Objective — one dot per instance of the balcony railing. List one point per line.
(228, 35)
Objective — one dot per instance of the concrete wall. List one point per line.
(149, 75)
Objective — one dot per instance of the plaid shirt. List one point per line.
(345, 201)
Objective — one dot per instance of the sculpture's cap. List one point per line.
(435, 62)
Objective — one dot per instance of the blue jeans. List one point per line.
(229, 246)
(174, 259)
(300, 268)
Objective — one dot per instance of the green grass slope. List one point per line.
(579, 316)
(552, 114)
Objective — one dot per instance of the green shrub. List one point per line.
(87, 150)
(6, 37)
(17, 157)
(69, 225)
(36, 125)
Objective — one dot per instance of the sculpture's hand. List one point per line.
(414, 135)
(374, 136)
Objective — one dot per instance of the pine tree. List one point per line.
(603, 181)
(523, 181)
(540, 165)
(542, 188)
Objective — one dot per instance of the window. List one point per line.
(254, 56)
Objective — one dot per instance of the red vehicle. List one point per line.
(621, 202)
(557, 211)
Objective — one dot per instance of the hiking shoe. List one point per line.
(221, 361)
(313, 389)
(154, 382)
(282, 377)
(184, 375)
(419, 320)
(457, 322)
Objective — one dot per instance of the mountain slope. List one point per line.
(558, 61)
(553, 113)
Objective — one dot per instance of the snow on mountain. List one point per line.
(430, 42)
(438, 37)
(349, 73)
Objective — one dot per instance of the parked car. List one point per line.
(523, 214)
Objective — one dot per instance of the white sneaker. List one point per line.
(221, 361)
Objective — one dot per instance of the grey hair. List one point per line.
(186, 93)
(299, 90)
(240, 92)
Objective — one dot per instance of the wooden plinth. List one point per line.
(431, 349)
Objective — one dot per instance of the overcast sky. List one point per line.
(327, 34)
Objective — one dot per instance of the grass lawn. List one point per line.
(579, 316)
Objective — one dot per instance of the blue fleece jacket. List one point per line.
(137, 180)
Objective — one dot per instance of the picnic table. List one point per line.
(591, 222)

_Brief_
Your task is to set down all of the entries exactly as they appear.

_Output of the exercise_
Objective — one dot per instance of the balcony railing. List one point per line.
(228, 35)
Objective — one dot per instance of the concrete wall. List one point per line.
(149, 75)
Objective — one dot per instance of the plaid shirt. List one point per line.
(345, 201)
Objective — one dot per instance of the sculpture's cap. List one point per line.
(435, 62)
Objective — one dot per instance of the blue jeans. List one point per line.
(229, 246)
(174, 259)
(300, 268)
Objective — one dot per instance of the green grass slope. List one point per line.
(579, 316)
(552, 114)
Objective — one dot per instance of the green shrub. List one point per line.
(87, 150)
(6, 37)
(17, 157)
(69, 225)
(36, 125)
Objective — one dot per instance of the sculpture's hand. List one point per line.
(414, 135)
(374, 136)
Objective — one dot per instance of the pine tree. List one point per line.
(603, 181)
(523, 181)
(540, 165)
(542, 188)
Objective — one dot per instance of the window. List one point per line.
(254, 56)
Objective — one dot per instance of the red vehicle. List one point per line.
(621, 202)
(557, 211)
Objective — one dot per instance of the hiking shoe. List one point per line.
(221, 361)
(313, 389)
(154, 382)
(282, 377)
(184, 375)
(419, 320)
(457, 322)
Objective — one dot per instance of the mountain slope. List one point per line.
(558, 61)
(553, 113)
Objective — one dot per instance of the snow on mountain. List one point per line.
(430, 42)
(438, 37)
(349, 73)
Objective — one dot per instance of the parked car. List one point per line.
(523, 214)
Objective — one dot per instance of the white sneaker. List one point per line.
(221, 361)
Objective — one dot per instance of the grey hair. List one point per line.
(186, 93)
(299, 90)
(240, 92)
Objective — one dot per instance of the wooden plinth. List one point per line.
(431, 349)
Objective — one dot per instance of the overcast sky. List one point per line.
(327, 34)
Objective — one dot per instance of the grass lawn. List one point per line.
(579, 316)
Objective — one dot per instance of the blue fleece jacket. List one point per line.
(137, 180)
Objective — one dot per instance of the picnic table. List one point per line.
(591, 222)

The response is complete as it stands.